Supplied entries

☆ ☆ ☆ ☆ ☆

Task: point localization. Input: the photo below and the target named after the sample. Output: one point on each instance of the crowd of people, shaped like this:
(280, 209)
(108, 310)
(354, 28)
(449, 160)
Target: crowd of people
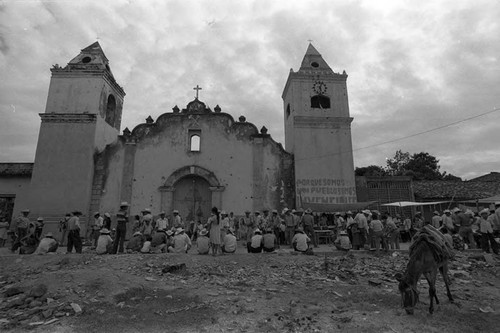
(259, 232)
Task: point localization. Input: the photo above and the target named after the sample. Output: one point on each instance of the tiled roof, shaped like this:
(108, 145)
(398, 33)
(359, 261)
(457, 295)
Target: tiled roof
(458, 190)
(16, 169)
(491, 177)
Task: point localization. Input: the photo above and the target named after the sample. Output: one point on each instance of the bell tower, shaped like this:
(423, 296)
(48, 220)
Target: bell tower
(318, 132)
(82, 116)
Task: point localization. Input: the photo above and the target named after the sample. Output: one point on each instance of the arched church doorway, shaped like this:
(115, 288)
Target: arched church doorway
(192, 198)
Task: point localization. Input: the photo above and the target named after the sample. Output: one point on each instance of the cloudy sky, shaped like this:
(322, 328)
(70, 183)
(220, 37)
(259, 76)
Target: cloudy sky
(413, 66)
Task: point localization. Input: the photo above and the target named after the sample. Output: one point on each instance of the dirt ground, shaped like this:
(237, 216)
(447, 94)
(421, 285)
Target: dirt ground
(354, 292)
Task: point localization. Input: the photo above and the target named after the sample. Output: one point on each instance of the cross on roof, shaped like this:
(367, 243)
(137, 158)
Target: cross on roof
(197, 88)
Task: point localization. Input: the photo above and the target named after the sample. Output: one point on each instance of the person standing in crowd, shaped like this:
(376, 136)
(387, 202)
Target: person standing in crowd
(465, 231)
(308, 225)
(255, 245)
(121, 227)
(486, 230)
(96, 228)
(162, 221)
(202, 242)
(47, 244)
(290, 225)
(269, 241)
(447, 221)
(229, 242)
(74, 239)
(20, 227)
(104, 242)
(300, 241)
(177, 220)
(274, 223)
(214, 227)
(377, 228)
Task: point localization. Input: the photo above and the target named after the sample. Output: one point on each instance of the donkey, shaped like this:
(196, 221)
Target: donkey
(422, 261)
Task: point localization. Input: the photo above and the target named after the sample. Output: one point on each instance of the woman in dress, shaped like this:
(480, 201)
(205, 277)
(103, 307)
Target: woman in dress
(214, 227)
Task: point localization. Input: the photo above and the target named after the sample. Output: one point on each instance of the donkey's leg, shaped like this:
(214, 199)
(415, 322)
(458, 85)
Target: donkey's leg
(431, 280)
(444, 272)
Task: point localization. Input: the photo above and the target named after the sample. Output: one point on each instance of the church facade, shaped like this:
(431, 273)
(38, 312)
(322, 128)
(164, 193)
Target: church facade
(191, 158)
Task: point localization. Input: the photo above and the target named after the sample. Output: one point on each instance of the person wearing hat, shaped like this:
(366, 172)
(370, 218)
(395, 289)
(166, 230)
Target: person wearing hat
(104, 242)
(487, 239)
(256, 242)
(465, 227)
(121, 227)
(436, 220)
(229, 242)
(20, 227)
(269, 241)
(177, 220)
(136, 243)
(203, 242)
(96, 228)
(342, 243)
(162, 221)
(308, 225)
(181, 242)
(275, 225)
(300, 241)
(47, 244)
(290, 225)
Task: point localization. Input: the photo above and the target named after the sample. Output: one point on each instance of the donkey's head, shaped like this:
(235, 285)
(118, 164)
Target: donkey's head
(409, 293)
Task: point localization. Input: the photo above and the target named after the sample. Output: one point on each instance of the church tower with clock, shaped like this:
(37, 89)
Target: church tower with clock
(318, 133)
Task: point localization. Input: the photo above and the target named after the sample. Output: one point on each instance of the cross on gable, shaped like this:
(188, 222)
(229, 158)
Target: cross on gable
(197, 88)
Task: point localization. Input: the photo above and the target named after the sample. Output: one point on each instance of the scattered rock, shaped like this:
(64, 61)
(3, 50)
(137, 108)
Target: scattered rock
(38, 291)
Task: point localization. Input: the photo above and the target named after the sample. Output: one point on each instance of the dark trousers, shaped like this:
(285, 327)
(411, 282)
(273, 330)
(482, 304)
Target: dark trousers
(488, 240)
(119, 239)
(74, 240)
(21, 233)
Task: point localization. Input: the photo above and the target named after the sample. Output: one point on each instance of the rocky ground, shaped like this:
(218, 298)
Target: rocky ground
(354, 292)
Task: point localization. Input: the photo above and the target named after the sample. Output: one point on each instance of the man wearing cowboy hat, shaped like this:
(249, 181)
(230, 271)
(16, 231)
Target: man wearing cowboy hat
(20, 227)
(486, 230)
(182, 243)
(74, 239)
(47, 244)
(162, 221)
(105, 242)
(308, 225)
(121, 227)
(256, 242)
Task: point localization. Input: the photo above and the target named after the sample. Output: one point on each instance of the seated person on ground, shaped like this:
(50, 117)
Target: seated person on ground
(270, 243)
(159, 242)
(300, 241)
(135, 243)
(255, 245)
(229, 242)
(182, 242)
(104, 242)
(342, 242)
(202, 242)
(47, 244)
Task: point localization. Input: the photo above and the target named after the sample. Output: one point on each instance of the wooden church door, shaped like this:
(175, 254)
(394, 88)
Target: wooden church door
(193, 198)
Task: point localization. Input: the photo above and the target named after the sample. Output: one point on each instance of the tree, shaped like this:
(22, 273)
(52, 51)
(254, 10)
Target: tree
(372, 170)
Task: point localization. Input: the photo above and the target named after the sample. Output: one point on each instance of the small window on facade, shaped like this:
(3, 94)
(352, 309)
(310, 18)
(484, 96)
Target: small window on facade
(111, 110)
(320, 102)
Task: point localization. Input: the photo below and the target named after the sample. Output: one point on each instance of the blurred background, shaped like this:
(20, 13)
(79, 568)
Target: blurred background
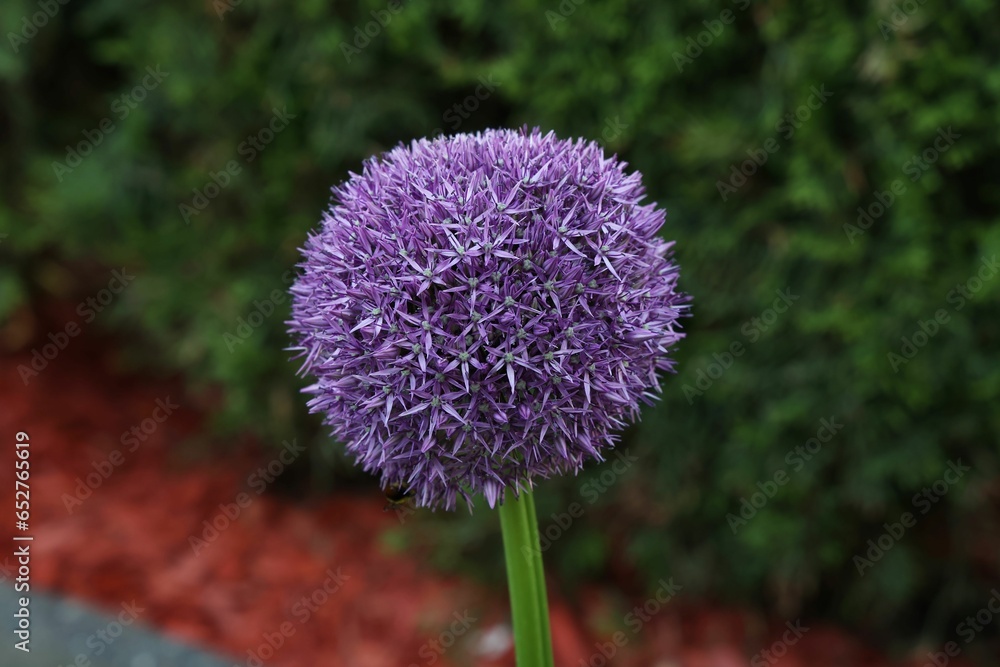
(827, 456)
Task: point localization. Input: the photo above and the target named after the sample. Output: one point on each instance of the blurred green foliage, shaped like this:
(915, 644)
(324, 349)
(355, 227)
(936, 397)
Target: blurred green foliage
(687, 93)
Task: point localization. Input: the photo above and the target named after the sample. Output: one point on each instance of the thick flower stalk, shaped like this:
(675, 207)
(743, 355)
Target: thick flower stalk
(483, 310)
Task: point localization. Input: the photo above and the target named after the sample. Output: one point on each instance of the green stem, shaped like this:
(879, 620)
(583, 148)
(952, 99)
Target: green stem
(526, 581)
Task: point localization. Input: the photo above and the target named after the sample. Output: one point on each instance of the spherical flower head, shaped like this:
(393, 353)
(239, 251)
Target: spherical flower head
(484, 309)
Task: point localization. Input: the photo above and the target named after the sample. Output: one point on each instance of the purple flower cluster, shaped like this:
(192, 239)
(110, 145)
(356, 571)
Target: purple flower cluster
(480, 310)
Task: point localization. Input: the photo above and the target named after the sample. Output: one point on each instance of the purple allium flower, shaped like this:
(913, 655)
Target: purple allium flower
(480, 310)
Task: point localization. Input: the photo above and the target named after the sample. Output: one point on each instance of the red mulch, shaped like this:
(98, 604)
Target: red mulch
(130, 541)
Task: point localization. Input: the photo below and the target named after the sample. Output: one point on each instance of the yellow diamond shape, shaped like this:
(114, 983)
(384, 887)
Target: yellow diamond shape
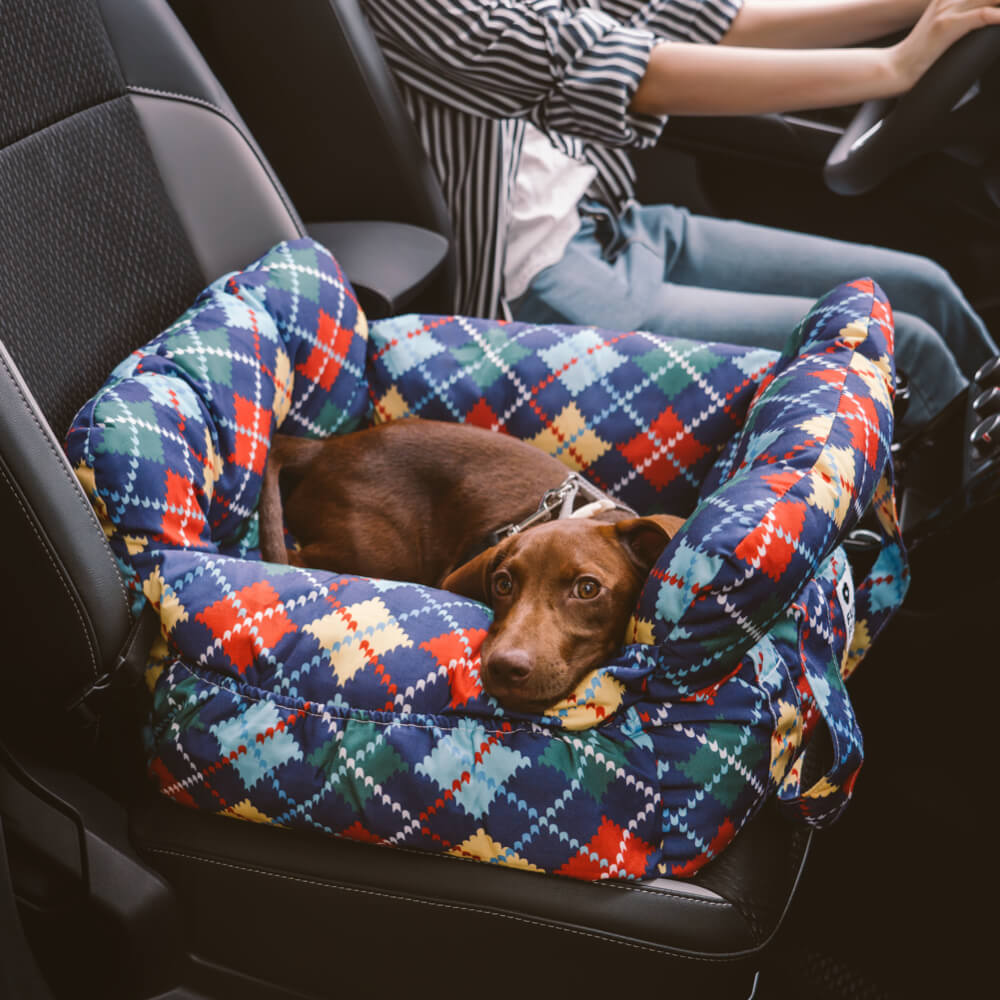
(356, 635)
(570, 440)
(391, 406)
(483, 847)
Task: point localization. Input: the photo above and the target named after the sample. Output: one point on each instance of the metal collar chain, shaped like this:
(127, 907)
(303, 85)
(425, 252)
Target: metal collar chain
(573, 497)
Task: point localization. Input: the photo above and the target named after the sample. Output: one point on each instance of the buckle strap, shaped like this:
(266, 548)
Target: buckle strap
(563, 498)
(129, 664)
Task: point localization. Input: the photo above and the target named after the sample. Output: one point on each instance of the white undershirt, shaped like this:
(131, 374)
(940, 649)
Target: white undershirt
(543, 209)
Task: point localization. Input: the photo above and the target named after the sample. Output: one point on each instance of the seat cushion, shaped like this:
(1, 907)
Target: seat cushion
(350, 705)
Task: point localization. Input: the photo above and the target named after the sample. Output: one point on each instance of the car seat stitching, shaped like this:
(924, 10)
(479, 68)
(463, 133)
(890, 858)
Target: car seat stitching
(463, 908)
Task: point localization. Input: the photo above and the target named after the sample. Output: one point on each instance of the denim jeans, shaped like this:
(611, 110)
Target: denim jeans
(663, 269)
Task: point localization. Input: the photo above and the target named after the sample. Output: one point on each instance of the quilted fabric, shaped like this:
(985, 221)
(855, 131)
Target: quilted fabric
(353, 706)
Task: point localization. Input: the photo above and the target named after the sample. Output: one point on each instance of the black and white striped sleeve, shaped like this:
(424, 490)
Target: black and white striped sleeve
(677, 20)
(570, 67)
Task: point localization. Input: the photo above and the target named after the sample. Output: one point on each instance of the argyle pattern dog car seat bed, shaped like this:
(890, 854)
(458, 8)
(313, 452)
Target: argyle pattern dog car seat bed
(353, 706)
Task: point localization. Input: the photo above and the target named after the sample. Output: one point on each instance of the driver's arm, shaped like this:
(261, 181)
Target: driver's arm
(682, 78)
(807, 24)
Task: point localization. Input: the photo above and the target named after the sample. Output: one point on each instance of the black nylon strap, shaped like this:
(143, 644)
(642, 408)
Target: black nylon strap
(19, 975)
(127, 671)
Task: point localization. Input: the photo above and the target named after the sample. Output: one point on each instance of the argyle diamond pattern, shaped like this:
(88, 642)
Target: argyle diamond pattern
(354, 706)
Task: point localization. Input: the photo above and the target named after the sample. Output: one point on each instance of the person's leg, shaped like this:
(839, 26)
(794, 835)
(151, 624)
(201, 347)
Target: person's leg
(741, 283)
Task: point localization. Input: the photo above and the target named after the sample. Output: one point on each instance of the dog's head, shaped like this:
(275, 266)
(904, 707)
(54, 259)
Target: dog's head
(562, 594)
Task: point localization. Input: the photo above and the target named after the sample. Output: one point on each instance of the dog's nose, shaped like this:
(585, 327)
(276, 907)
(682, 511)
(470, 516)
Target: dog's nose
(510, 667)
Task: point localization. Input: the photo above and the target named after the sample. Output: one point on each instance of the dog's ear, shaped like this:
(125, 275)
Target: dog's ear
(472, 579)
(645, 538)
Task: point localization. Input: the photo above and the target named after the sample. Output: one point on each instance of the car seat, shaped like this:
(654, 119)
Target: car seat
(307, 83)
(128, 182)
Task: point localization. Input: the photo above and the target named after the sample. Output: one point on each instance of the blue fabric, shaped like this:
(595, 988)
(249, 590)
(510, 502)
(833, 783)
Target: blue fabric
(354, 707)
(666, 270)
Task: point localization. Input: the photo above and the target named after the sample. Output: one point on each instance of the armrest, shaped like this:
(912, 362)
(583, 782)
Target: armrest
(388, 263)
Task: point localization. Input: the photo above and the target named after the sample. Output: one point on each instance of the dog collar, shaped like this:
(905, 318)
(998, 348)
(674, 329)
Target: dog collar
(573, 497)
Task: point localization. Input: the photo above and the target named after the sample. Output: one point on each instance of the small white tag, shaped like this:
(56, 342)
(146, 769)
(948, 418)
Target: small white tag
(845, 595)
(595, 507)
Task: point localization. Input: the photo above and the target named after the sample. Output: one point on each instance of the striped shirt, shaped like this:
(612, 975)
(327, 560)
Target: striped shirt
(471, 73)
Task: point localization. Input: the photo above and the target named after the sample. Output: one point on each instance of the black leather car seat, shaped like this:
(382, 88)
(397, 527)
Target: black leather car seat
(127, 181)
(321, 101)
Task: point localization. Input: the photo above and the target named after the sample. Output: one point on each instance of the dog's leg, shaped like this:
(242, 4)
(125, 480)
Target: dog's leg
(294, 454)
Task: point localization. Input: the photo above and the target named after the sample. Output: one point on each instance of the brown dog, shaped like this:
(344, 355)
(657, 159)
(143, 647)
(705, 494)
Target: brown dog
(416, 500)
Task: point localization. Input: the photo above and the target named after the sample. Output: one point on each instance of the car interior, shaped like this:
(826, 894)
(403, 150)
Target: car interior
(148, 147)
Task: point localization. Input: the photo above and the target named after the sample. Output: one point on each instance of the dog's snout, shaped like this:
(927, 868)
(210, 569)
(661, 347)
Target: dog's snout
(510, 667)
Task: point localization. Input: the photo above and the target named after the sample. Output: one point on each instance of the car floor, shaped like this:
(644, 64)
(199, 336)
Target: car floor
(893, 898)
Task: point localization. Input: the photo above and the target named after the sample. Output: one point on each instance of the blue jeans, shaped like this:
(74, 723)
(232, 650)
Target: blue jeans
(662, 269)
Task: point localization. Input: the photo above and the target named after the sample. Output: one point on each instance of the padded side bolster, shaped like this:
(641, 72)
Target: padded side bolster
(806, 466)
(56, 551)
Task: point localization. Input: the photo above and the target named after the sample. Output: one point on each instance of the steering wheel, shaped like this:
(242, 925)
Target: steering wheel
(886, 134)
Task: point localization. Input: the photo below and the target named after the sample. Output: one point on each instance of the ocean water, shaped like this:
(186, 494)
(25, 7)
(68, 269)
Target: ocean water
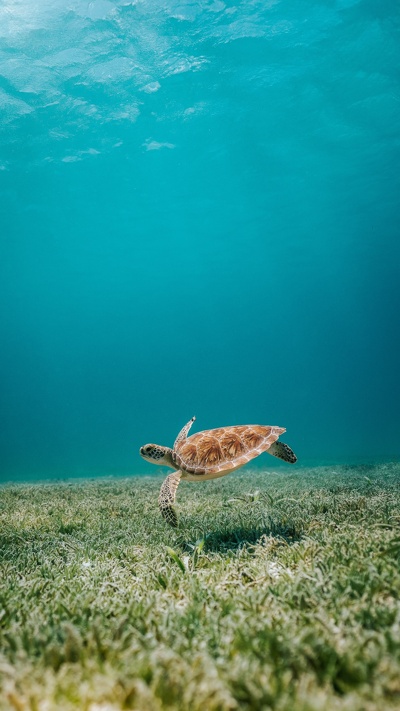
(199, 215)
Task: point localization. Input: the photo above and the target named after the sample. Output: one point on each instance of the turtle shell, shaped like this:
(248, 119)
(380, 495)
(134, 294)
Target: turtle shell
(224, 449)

☆ ☆ ☆ ☆ ☆

Exercise aim
Every line from the one containing "of the ocean" through the end of the listing is to be copied exactly; the pictures are not.

Solution for this exercise
Task: point localization. Input: the photo below and the target named after the sample. Output: one point on each instance of the ocean water, shaped like this:
(186, 494)
(25, 7)
(68, 269)
Target: ocean water
(199, 215)
Task: point localization. Input: the photo above and the target named after the sample. Output: one point on each instance of the turtle shell, shaped like this:
(248, 119)
(380, 495)
(134, 294)
Target: turtle shell
(224, 449)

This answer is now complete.